» **Requirement**: Retype each of the entries below exactly as it appears, line for line.
## Start Dataset excerpts
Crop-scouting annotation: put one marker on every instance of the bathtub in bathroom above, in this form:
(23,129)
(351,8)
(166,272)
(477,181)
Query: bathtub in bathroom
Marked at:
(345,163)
## End Dataset excerpts
» **The output**:
Crop-scouting annotation: put one marker on every instance of the bathtub in bathroom above, in this form:
(23,129)
(351,8)
(166,272)
(477,181)
Query: bathtub in bathroom
Marked at:
(345,163)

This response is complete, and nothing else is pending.